§ **PASSAGE PROVIDED**

++++++

For a four-terminal network, the relation of “what goes out” (e.g. $\underline{U}_\rm O$ or $\underline{U}_2$) to “what goes in” (e.g. voltage $\underline{U}_\rm I$ or $\underline{U}_1$) is important. Thus, the output and input variables ($\underline{U}_\rm O$) and ($\underline{U}_\rm I$) give the quotient:
\begin{align*} \underline{A} & = {{\underline{U}_{\rm O}^\phantom{O}}\over{\underline{U}_{\rm I}^\phantom{O}}} \\ & \text{with} \; \underline{U}_{\rm O} = U_{\rm O} \cdot {\rm e}^{{\rm j} \varphi_{u\rm O}} \\ & \text{and} \; \underline{U}_{\rm I} = U_{\rm I} \cdot {\rm e}^{{\rm j} \varphi_{u\rm I}} \\ \\ \underline{A} & = \frac {\underline{U}_{\rm O}^\phantom{O}}{\underline{U}_{\rm I}^\phantom{O}} = \frac {U_{\rm O} \cdot {\rm e}^{{\rm j} \varphi_{u\rm O}}}{U_{\rm I}\cdot {\rm e}^{{\rm j} \varphi_{u\rm I}}} \\ & = \frac {U_{\rm O}}{U_{\rm I}}\cdot {\rm e}^{{\rm j} (\varphi_{u\rm O}-\varphi_{u\rm I})} \\ \end{align*}
\begin{align*} \boxed{\underline{A} = \frac {\underline{U}_{\rm O}^\phantom{O}}{\underline{U}_{\rm I}^\phantom{O}} = \frac {U_\rm O}{U_\rm I}\cdot {\rm e}^{{\rm j} \Delta\varphi_{u}}} \end{align*}
Reminder:
- The complex-valued quotient ${\underline{U}_{\rm O}}/{\underline{U}_{\rm I}}$ is called the transfer function.
- The frequency-dependent magnitude of the quotient $A(\omega)={U_{\rm O}}/{U_{\rm I}}$ is called amplitude response and the angular difference $\Delta\varphi_{u}(\omega)$ is called phase response.
The frequency behavior of the amplitude response and the frequency response is not only important in electrical engineering and electronics but will also play a central role in control engineering.
RL Series Circuit
First, a series connection of a resistor $R$ and an inductor $L$ shall be considered (see figure 2). This structure is also called RL-element.
Here, $\underline{U}_{\rm I}= \underline{X_\rm I} \cdot \underline{I}_{\rm I}$ with $\underline{X}_{\rm I} = R + {\rm j}\omega \cdot L$ and corresponding for $\underline{U}_{\rm O}$:
\begin{align*}
\underline{A} = \frac {\underline{U}_{\rm O}^\phantom{O}}{\underline{U}_{\rm I}^\phantom{O}}
= \frac {\omega L}{\sqrt{R^2 + (\omega L)^2}}\cdot {\rm e}^{{\rm j}\left(\frac{\pi}{2} - \arctan \frac{\omega L}{R} \right)}
\end{align*}
This results in the following for
- the amplitude response: $A = \frac {\omega L}{\sqrt{R^2 + (\omega L)^2}}$ and
- the phase response: $\Delta\varphi_{u} = \arctan \frac{R}{\omega L} = \frac{\pi}{2} - \arctan \frac{\omega L}{R}$
The main focus should first be on the amplitude response. Its frequency response can be derived from the equation in various ways.

++++++

§ **STATED TASK**
Name every field of engineering that the passage on four-terminal networks lists as one where the frequency behavior of the amplitude response matters. The listing that comes next isn't needed for anything here.

[Detection annotation listing]
++++++

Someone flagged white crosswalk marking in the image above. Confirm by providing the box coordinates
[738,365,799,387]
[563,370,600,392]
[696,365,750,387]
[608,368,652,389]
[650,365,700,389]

++++++

§ **EXERCISE SOLUTION**
Electrical engineering, electronics, and control engineering.